[Supplied text]
# Attn: mb quart historians



## tyroneshoes (Mar 21, 2006)

Forgot this forum existed.

Not as old school as my current q set, but I recently came across some pvf-216.

MB Quart PVF-216 (pvf216) 6-1/2" Premium Series 2-way Component










These are handmade in Germany and use the German Maestro widesphere tweeter style. Seem very similar to current GM offerings and I was wondering if these are indeed very similar. Was this the last set they made before creating GM and bringing widesphere tweeters over to GM?

These are some hefty tweets and everything looks very well made.


----------



## ahardb0dy (Feb 19, 2012)

I have a few old MB Quart brochures I'll have to pull them out to see what they show.


----------



## tyroneshoes (Mar 21, 2006)

Its ok, I found out. These are the same as gm status.


----------



## ahardb0dy (Feb 19, 2012)

ok no problem


----------



## BumpaD_Z28 (Dec 12, 2011)

Any of the current product offering in line quality / sound wise with the old Premium Line(s) (PSD316, PSD216, PKC216, etc.)

[Task directions] Reproduce the part of the MB Quart thread starting with "# Attn: mb quart" and going on through "across some pvf-216.". Nothing in the records is needed to work with this MB Quart thread.

[Entries supplied]
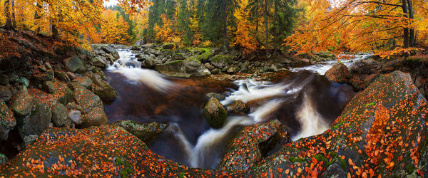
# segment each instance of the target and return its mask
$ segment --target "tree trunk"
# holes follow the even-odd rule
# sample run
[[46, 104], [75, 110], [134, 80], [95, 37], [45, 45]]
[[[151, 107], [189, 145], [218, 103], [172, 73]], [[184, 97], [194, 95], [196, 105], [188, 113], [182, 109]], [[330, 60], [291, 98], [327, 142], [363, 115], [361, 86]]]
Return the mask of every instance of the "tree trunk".
[[228, 48], [228, 11], [226, 0], [223, 0], [223, 49]]
[[[403, 13], [405, 14], [404, 16], [407, 17], [407, 0], [402, 0], [402, 9], [403, 9]], [[403, 41], [403, 47], [404, 48], [409, 48], [409, 28], [403, 28], [403, 38], [404, 38], [404, 41]]]
[[277, 24], [277, 14], [278, 13], [278, 0], [274, 0], [275, 12], [273, 15], [273, 55], [278, 56], [278, 24]]
[[[412, 4], [412, 0], [407, 0], [407, 6], [409, 7], [409, 19], [410, 19], [411, 20], [412, 20], [414, 17], [414, 11], [413, 11], [413, 4]], [[415, 47], [416, 46], [416, 38], [414, 36], [414, 28], [410, 28], [410, 31], [409, 31], [410, 34], [409, 34], [409, 45], [410, 47]]]
[[[403, 0], [404, 1], [404, 0]], [[269, 56], [269, 36], [268, 33], [268, 0], [265, 0], [265, 49], [266, 50], [266, 57]]]
[[[36, 5], [36, 6], [37, 7], [38, 9], [40, 9], [42, 8], [41, 4], [40, 4], [39, 2], [37, 2], [37, 4]], [[37, 14], [37, 10], [36, 10], [36, 12], [34, 12], [34, 20], [36, 20], [36, 21], [34, 22], [34, 25], [37, 26], [36, 21], [40, 19], [41, 18], [41, 16]], [[38, 26], [36, 28], [36, 30], [34, 30], [34, 34], [40, 35], [40, 26]]]
[[12, 21], [11, 19], [11, 1], [10, 0], [4, 1], [4, 14], [6, 15], [6, 23], [1, 28], [6, 30], [13, 30]]
[[15, 0], [10, 0], [12, 9], [11, 9], [12, 11], [12, 26], [14, 28], [16, 28], [16, 20], [15, 19]]

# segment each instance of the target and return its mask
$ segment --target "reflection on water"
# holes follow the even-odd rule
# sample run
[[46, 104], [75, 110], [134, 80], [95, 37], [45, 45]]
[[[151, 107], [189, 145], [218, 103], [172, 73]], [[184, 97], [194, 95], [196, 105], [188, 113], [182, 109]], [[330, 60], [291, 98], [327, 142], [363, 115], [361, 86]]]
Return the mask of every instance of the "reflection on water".
[[[156, 71], [125, 65], [126, 58], [106, 72], [119, 97], [105, 105], [108, 121], [132, 120], [169, 123], [168, 129], [148, 143], [156, 153], [193, 167], [217, 167], [228, 141], [248, 125], [278, 120], [292, 128], [293, 140], [324, 132], [355, 94], [352, 87], [332, 83], [310, 71], [283, 72], [275, 83], [219, 81], [210, 78], [174, 78]], [[223, 128], [210, 128], [202, 117], [205, 94], [225, 93], [223, 105], [246, 103], [247, 116], [230, 115]]]

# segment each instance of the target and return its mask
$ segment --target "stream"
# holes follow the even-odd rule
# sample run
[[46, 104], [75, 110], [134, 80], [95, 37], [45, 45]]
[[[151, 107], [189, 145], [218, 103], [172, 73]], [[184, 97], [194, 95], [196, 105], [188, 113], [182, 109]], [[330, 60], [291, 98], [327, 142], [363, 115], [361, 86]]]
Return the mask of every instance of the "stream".
[[[352, 86], [322, 75], [336, 61], [282, 70], [275, 81], [230, 82], [168, 77], [141, 68], [131, 51], [118, 51], [121, 58], [105, 72], [119, 96], [105, 105], [108, 122], [169, 123], [147, 145], [153, 152], [191, 167], [215, 169], [239, 126], [278, 120], [291, 128], [292, 140], [322, 133], [356, 94]], [[365, 57], [343, 63], [349, 66]], [[220, 101], [224, 105], [245, 103], [250, 113], [229, 115], [222, 128], [211, 128], [202, 116], [205, 95], [211, 92], [226, 95]]]

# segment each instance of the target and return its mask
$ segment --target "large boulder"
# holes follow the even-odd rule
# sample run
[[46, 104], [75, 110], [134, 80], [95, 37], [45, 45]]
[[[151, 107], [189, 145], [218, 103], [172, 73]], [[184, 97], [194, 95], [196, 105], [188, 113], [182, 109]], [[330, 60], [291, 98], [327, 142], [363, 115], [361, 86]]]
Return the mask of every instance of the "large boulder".
[[91, 126], [100, 126], [106, 124], [107, 115], [106, 115], [104, 110], [96, 108], [83, 116], [81, 127], [87, 128]]
[[12, 98], [12, 93], [8, 87], [0, 85], [0, 100], [9, 101]]
[[61, 103], [56, 103], [51, 110], [52, 122], [56, 127], [63, 127], [67, 123], [67, 108]]
[[230, 62], [232, 62], [232, 56], [219, 54], [211, 58], [211, 64], [217, 68], [222, 69]]
[[16, 115], [24, 116], [31, 111], [33, 103], [33, 97], [28, 92], [20, 90], [12, 97], [10, 107]]
[[29, 115], [18, 117], [18, 132], [22, 139], [29, 135], [39, 135], [49, 127], [52, 114], [51, 109], [44, 103], [34, 99]]
[[93, 108], [103, 108], [103, 101], [93, 92], [81, 85], [73, 83], [74, 100], [83, 108], [84, 112], [88, 112]]
[[337, 63], [325, 73], [328, 80], [336, 83], [347, 83], [348, 80], [347, 76], [349, 75], [347, 67], [342, 63]]
[[108, 83], [98, 74], [92, 75], [92, 91], [101, 100], [113, 100], [118, 97], [118, 93]]
[[155, 122], [146, 124], [132, 120], [118, 121], [114, 122], [113, 125], [123, 127], [145, 143], [148, 143], [156, 138], [168, 126], [168, 124], [161, 124]]
[[177, 60], [156, 65], [156, 68], [161, 73], [173, 77], [202, 77], [211, 74], [205, 66], [196, 59]]
[[64, 64], [66, 69], [72, 73], [77, 71], [83, 66], [83, 63], [80, 58], [77, 56], [65, 58], [63, 61], [63, 63]]
[[228, 118], [228, 110], [218, 100], [211, 98], [203, 107], [203, 116], [213, 128], [220, 128]]
[[0, 100], [0, 141], [7, 140], [9, 132], [16, 125], [14, 113], [3, 100]]
[[428, 103], [410, 75], [381, 75], [352, 98], [331, 129], [286, 145], [247, 176], [281, 170], [272, 176], [425, 177], [427, 115]]
[[248, 170], [256, 165], [265, 154], [259, 144], [272, 137], [280, 125], [281, 122], [275, 120], [245, 127], [230, 142], [218, 169]]

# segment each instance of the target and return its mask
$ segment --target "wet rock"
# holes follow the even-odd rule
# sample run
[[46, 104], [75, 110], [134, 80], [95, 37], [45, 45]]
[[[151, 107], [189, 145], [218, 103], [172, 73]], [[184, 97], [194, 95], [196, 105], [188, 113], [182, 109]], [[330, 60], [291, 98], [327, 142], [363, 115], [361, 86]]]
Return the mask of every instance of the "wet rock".
[[175, 47], [175, 44], [174, 43], [165, 43], [162, 46], [162, 48], [163, 49], [173, 49]]
[[113, 125], [118, 126], [138, 137], [145, 143], [148, 143], [159, 135], [166, 127], [168, 124], [151, 122], [149, 124], [140, 123], [132, 120], [121, 120], [116, 122]]
[[65, 58], [63, 63], [66, 69], [70, 72], [74, 73], [83, 67], [83, 62], [79, 57], [73, 56]]
[[220, 128], [228, 118], [228, 111], [218, 100], [211, 98], [203, 108], [203, 116], [213, 128]]
[[159, 58], [156, 58], [154, 56], [151, 56], [148, 59], [144, 60], [141, 63], [141, 66], [145, 68], [153, 68], [157, 64], [161, 64], [162, 60]]
[[198, 56], [198, 60], [199, 60], [202, 63], [208, 63], [210, 61], [210, 58], [213, 56], [213, 53], [210, 51], [206, 51], [201, 55]]
[[43, 83], [43, 88], [49, 93], [52, 93], [55, 90], [55, 86], [51, 81], [44, 81]]
[[220, 93], [208, 93], [207, 95], [205, 95], [205, 99], [207, 99], [207, 100], [209, 100], [210, 99], [211, 99], [211, 98], [214, 98], [218, 100], [223, 100], [226, 99], [226, 97], [225, 95]]
[[96, 108], [84, 115], [81, 127], [87, 128], [91, 126], [100, 126], [106, 124], [107, 115], [104, 113], [104, 110]]
[[101, 46], [101, 49], [103, 50], [104, 51], [106, 51], [106, 53], [111, 54], [113, 56], [113, 57], [114, 57], [116, 59], [118, 59], [121, 58], [119, 53], [118, 51], [116, 51], [113, 48], [111, 48], [108, 46]]
[[0, 100], [8, 102], [12, 98], [12, 93], [8, 87], [0, 85]]
[[248, 170], [255, 166], [263, 156], [259, 144], [272, 137], [280, 125], [278, 120], [271, 120], [245, 127], [230, 142], [218, 169]]
[[49, 127], [52, 115], [51, 109], [38, 99], [34, 99], [32, 110], [25, 117], [18, 117], [18, 132], [21, 138], [29, 135], [39, 135]]
[[219, 54], [213, 57], [210, 61], [217, 68], [223, 68], [232, 61], [232, 56]]
[[243, 112], [248, 114], [250, 112], [250, 108], [247, 107], [245, 103], [235, 100], [232, 104], [228, 105], [228, 112], [230, 113], [240, 113]]
[[4, 155], [0, 153], [0, 166], [6, 164], [6, 162], [7, 162], [7, 157]]
[[28, 147], [30, 145], [34, 143], [34, 142], [36, 142], [36, 140], [37, 140], [37, 137], [39, 137], [39, 135], [26, 135], [25, 136], [25, 137], [24, 137], [24, 145], [26, 147]]
[[108, 83], [101, 78], [98, 74], [92, 75], [92, 90], [99, 96], [101, 100], [113, 100], [118, 97], [118, 93]]
[[82, 85], [86, 88], [91, 88], [92, 86], [92, 80], [88, 76], [80, 76], [73, 80], [73, 82], [76, 82], [80, 85]]
[[67, 122], [67, 108], [61, 103], [57, 103], [51, 110], [52, 122], [56, 127], [63, 127]]
[[211, 65], [209, 63], [205, 63], [204, 66], [205, 66], [205, 68], [210, 70], [210, 71], [213, 71], [213, 70], [215, 69], [215, 67], [213, 66], [213, 65]]
[[0, 100], [0, 141], [7, 140], [9, 132], [16, 125], [14, 113], [3, 100]]
[[65, 83], [70, 82], [70, 78], [68, 78], [67, 73], [66, 73], [63, 71], [58, 71], [58, 70], [56, 70], [54, 72], [54, 73], [55, 73], [55, 78], [58, 78], [58, 80], [59, 80], [60, 81], [65, 82]]
[[84, 112], [88, 112], [93, 108], [103, 108], [103, 102], [93, 92], [79, 84], [74, 85], [74, 100], [78, 105], [83, 108]]
[[76, 125], [79, 125], [83, 122], [82, 113], [79, 110], [70, 110], [68, 118], [73, 121], [73, 123]]
[[21, 90], [12, 97], [10, 107], [16, 114], [25, 116], [31, 111], [33, 103], [33, 97], [28, 92]]
[[347, 67], [342, 63], [337, 63], [327, 70], [325, 76], [329, 80], [335, 83], [347, 83], [347, 75], [350, 73]]

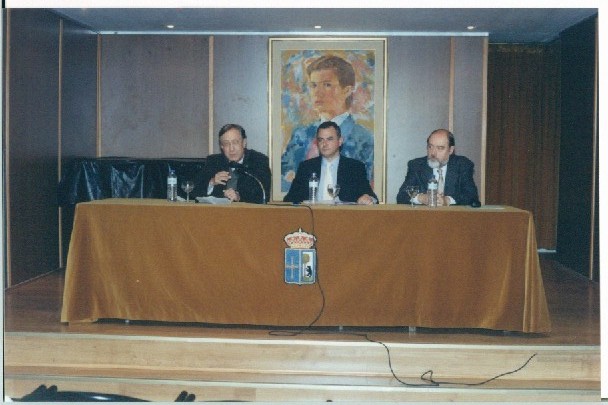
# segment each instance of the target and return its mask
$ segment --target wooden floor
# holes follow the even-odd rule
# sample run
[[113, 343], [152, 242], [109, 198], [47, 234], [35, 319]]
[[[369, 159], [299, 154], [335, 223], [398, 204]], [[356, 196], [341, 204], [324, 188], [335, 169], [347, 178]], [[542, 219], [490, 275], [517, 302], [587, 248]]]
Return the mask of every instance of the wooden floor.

[Correct result]
# Attn: mb quart historians



## tyroneshoes (Mar 21, 2006)

Forgot this forum existed.

Not as old school as my current q set, but I recently came across some pvf-216.